» **AUFGABEN**
A. Gib aus dem Textauszug die Passage von „Sonntag, 21. August“ bis einschließlich „ist als Orwell.“ wortgetreu aus.
B. Beantworte anhand des Textauszugs diese Fragen:
(i) Worum geht es in „1984“ von George Orwell?
(ii) Aus welchem Jahr stammt Kornbluths Kurzgeschichte „Der Marsch der Idioten“?
(iii) Wer holt John Barlow aus dem Koma?

======== TEXTAUSZUG

Sonntag, 21. August 2011

Uncle Fester: Der Marsch der Idioten


Seit Mitte der 70er lese ich Science Fiction. Schon damals, eigentlich bis heute, gelten >1984< von George Orwell oder >Schöne neue Welt< von Aldous Huxley als „die“ SF-Romane, die eine mögliche Zukunft am realistischsten vorhersagen. Geht es im ersteren um einen brutalen Polizeistaat, wird im zweiten die perfekte Gesellschaft mit Wohlstand für Alle, keine Krankheiten, keine Kriege heraufbeschworen auf Kosten der Individualität, welches auch meiner Meinung nach noch beängstigender ist als Orwell.
Bradburys >Fahrenheit 451< oder auch Orwells >Farm der Tiere< reihen sich in diese negativen Zukunftsvisionen ein und gelten auch schon als „Hochliteratur“.
Cyril M. Kornbluth
All diese Zukunftsvisionen sind beängstigend, haben aber noch etwas gemeinsam: Sie sind von der Realität weit entfernt. Wo die Reise wirklich hingeht, hat Cyril M. Kornbluth in seiner Kurzgeschichte >Der Marsch der Idioten< aus dem Jahr 1951 bestens beschrieben.
John Barlow fällt bei einem Zahnarztbesuch 1988 nach Verabreichung eines neuen Narkosemittels ins Koma, aus dem er erst in der Zukunft von einem Töpfer geholt wird, der eine Salzglösung an die richtige Stelle im Körper spritzt.

================
======== GEGEBENE DATEN

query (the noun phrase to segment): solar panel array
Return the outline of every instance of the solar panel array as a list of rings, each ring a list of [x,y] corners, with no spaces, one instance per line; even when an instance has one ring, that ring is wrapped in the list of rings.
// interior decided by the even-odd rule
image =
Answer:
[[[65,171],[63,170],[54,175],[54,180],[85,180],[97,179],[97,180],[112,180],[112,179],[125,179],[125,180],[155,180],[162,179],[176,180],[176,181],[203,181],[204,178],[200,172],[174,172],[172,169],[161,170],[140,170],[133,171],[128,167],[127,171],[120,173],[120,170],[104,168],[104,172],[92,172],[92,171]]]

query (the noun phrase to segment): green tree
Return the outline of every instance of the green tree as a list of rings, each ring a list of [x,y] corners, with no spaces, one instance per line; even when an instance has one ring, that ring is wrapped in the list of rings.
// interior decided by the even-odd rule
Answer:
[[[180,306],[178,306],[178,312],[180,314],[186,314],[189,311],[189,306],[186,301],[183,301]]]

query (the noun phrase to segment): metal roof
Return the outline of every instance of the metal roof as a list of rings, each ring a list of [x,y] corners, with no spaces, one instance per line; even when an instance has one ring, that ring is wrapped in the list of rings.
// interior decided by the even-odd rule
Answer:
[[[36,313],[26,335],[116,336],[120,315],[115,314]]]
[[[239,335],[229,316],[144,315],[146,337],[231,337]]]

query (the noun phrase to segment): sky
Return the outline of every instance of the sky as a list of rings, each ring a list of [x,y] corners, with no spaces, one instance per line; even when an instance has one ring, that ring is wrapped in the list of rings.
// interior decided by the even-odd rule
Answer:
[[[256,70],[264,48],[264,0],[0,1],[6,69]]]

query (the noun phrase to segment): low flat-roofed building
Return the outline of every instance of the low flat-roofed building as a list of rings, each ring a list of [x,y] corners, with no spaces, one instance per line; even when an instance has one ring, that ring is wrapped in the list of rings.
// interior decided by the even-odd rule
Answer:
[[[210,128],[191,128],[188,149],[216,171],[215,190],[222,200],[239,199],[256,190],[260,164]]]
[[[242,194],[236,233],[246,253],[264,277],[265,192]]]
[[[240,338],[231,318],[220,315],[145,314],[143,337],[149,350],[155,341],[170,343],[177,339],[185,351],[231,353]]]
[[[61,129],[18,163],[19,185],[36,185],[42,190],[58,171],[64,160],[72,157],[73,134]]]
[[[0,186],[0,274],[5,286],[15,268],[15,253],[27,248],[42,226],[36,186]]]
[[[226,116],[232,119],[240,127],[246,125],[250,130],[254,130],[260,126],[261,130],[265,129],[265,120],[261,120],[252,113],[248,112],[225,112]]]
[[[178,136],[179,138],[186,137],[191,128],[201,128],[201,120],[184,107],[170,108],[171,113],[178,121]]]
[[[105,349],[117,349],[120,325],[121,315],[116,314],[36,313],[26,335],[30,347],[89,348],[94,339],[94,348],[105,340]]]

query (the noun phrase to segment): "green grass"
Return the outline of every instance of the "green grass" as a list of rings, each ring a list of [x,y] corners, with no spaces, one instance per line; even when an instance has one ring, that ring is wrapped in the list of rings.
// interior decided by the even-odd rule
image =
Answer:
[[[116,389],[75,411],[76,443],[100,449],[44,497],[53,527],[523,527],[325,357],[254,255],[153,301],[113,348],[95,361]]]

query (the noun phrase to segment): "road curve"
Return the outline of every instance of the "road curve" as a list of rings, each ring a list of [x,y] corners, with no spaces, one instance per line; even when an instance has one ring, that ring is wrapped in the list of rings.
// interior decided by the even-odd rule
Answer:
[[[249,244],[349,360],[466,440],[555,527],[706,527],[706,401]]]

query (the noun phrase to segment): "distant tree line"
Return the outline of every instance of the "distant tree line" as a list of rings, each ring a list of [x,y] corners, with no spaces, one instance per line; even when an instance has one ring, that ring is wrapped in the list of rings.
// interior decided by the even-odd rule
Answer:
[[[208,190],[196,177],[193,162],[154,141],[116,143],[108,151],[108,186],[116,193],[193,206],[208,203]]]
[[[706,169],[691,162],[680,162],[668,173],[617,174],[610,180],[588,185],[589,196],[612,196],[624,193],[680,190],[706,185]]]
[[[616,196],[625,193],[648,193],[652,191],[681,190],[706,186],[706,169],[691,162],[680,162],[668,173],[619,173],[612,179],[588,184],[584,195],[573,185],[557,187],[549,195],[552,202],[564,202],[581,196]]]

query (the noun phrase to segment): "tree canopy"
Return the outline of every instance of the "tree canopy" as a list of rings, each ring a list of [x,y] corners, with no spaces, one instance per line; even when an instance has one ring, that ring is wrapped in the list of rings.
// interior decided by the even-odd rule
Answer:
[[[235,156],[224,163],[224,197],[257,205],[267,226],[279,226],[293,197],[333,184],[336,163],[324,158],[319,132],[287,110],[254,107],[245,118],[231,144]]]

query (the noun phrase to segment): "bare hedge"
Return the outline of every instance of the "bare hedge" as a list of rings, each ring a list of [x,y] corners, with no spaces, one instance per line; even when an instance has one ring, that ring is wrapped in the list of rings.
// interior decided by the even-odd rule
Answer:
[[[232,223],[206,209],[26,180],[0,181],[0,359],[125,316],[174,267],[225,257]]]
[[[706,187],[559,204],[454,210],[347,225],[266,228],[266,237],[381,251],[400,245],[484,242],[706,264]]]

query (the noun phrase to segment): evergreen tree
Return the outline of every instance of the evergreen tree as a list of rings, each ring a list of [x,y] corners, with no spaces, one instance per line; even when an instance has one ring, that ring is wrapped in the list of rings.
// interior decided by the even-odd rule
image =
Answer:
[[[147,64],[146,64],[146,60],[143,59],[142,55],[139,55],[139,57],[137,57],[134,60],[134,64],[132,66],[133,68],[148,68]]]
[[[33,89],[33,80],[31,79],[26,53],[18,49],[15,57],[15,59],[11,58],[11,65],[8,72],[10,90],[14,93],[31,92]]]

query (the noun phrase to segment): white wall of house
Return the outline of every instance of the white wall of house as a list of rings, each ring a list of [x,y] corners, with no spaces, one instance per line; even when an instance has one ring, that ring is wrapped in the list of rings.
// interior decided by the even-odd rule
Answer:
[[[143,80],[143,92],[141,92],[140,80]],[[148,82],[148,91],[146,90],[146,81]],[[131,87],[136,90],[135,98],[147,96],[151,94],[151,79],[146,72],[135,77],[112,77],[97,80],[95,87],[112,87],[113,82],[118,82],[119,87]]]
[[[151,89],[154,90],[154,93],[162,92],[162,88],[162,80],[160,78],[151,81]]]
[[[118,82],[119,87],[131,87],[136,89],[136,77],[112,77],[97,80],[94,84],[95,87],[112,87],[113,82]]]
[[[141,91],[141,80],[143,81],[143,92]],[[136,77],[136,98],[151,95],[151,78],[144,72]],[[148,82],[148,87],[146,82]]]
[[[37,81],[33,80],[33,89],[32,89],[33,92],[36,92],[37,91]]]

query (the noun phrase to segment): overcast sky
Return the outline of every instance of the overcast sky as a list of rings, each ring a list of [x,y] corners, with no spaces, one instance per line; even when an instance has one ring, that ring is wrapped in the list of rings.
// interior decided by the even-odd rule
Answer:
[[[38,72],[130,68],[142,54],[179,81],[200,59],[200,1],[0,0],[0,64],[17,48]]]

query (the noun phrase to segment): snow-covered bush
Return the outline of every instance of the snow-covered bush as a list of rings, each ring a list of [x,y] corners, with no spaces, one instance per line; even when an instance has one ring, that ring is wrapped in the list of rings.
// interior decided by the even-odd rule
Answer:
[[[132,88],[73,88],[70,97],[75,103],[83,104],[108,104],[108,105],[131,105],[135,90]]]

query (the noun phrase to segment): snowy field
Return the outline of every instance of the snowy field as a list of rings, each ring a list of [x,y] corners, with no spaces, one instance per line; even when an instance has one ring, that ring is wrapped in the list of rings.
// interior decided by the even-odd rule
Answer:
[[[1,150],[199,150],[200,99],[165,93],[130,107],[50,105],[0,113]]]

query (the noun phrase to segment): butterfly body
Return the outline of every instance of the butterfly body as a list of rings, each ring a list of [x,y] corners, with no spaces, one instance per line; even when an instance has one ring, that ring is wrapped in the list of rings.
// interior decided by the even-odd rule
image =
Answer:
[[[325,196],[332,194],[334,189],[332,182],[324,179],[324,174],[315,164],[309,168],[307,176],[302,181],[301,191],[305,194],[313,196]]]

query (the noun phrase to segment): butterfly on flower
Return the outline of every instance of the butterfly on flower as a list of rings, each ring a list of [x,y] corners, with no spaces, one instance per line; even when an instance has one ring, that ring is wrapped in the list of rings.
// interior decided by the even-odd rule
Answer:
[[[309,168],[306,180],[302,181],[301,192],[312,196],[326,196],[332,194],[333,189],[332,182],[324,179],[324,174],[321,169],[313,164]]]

================

» **ERWARTETE LÖSUNGEN**
A.
Sonntag, 21. August 2011

Uncle Fester: Der Marsch der Idioten


Seit Mitte der 70er lese ich Science Fiction. Schon damals, eigentlich bis heute, gelten >1984< von George Orwell oder >Schöne neue Welt< von Aldous Huxley als „die“ SF-Romane, die eine mögliche Zukunft am realistischsten vorhersagen. Geht es im ersteren um einen brutalen Polizeistaat, wird im zweiten die perfekte Gesellschaft mit Wohlstand für Alle, keine Krankheiten, keine Kriege heraufbeschworen auf Kosten der Individualität, welches auch meiner Meinung nach noch beängstigender ist als Orwell.

B.
(i) Um einen brutalen Polizeistaat.
(ii) Aus dem Jahr 1951.
(iii) Ein Töpfer, der eine Salzlösung an die richtige Stelle im Körper spritzt.